» **PASSAGE TO READ**:

It had taken him several years after graduating from Northwestern University to make it from the minor leagues Durham Bulls to the Atlanta Braves. When he reached the Triple-A Richmond Braves, he was making about $1,200 a month for six months, still not enough to support himself full time.
“You end up kind of having to do the crazy things: you either drive a truck, or load or unload trucks, or landscaping — things that you can fit in seasonally,” he said.
Trying to make it to the major leagues was difficult in the 80s, but it’s even harder today.
“It’s exceptionally hard,” he said. “You just get a few that ever make that transition ... from the different professional ranks all the way into the Major League.”
Today, reaching Major League Baseball is more difficult, and athleticism is crucial, Clary says. That’s part of the reason he decided to become a physical therapist and buy Velocity Sports in Powdersville.
“I want to make sure other people who have surgeries or injuries have the proper education and tools in order to build themselves up strong enough so that they don’t re-injure themselves,” he said.

» **SOURCE MATERIAL**:
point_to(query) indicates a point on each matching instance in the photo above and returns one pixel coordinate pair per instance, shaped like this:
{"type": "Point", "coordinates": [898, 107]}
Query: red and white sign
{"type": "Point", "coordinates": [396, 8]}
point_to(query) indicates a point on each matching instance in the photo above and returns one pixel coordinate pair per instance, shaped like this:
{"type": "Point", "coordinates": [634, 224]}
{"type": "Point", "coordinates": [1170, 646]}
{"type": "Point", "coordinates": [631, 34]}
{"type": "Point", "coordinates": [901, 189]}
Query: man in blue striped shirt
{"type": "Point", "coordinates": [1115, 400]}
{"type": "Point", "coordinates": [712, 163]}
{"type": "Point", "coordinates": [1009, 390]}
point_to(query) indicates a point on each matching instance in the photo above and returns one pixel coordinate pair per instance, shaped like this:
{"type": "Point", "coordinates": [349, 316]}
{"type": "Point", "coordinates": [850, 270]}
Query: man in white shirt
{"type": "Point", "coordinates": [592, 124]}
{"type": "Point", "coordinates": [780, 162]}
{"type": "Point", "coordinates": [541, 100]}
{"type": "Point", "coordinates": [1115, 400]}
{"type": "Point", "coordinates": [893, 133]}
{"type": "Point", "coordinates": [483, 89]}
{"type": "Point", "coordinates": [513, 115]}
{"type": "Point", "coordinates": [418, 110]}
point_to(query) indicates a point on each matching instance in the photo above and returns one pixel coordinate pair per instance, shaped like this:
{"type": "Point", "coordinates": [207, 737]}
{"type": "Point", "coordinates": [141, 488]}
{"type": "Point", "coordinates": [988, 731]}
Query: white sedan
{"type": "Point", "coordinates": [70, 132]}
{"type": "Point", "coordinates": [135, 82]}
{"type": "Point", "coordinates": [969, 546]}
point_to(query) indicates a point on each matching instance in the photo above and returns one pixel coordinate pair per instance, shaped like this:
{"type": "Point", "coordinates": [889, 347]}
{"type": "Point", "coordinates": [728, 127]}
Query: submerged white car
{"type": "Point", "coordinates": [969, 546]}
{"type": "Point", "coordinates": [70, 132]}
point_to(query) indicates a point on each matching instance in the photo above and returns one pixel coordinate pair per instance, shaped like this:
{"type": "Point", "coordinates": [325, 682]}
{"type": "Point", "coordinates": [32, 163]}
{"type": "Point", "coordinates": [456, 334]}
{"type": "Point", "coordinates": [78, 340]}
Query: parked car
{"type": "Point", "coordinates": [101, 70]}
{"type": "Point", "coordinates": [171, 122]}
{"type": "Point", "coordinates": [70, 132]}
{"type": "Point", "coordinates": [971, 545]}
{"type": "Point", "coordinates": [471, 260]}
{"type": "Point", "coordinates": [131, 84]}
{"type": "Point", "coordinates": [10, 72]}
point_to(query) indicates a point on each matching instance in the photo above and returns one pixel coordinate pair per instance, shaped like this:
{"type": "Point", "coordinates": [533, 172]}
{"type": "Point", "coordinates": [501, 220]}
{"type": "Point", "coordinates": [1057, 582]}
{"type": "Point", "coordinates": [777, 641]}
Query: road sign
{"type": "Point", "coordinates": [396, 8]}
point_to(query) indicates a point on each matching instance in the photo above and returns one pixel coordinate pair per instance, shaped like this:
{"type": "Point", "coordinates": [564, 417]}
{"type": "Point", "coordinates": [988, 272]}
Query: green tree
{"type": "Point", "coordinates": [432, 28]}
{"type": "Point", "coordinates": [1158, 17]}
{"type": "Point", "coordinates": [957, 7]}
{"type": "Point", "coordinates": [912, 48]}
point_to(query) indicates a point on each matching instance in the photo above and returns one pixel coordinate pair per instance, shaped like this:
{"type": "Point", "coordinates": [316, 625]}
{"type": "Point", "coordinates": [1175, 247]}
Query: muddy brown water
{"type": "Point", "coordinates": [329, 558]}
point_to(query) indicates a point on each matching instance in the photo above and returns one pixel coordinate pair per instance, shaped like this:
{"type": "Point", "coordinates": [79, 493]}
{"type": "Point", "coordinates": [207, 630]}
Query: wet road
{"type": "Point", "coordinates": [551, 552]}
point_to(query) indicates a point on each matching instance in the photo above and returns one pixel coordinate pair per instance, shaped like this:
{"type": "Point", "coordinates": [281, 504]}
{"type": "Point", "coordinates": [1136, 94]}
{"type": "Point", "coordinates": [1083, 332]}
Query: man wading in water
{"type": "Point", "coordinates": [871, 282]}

» **EXERCISE DESCRIPTION**: Rewrite the passage on minor-league baseball from "It had taken" up to and including "even harder today.", substituting "painting houses" for "landscaping". You won't need the listing for this.

» **SOLVED PROBLEM**:
It had taken him several years after graduating from Northwestern University to make it from the minor leagues Durham Bulls to the Atlanta Braves. When he reached the Triple-A Richmond Braves, he was making about $1,200 a month for six months, still not enough to support himself full time.
“You end up kind of having to do the crazy things: you either drive a truck, or load or unload trucks, or painting houses — things that you can fit in seasonally,” he said.
Trying to make it to the major leagues was difficult in the 80s, but it’s even harder today.